### Provided data ###
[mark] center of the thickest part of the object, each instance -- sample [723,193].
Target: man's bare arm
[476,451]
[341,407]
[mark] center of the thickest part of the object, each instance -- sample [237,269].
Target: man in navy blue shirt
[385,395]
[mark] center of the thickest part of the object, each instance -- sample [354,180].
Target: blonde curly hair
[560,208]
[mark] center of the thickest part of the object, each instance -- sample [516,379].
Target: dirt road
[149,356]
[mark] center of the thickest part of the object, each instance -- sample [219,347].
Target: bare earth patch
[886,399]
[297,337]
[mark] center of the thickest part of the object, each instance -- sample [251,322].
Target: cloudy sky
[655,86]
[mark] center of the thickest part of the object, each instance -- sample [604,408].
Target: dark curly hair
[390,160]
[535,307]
###
■ Prompt:
Turn every line of the listing above into a numbered list, leaving out any blank lines.

■ Exercise response:
1. [mark] center of the thickest part of the object, each instance -- sample [723,193].
2. Target: man's bare arm
3. [476,451]
4. [341,407]
5. [mark] center of the thickest part of the object, each instance -- sample [237,269].
6. Target: man in navy blue shirt
7. [385,395]
8. [mark] center of the thickest part of the object, each instance -- sample [354,180].
9. Target: blonde curly hair
10. [560,208]
11. [mark] center of the thickest part of the object, each instance -- sample [516,379].
12. Target: dirt road
13. [149,356]
14. [mark] center of the thickest part of the object, each instance -- sample [219,347].
15. Target: bare earth patch
16. [886,399]
17. [297,337]
18. [mark] center of the thickest part of the object, each instance -- sample [251,322].
19. Target: cloudy sky
20. [655,86]
21. [mark] center of the thickest part of the object, each instance -- sample [604,408].
22. Target: dark curly hair
23. [390,160]
24. [535,307]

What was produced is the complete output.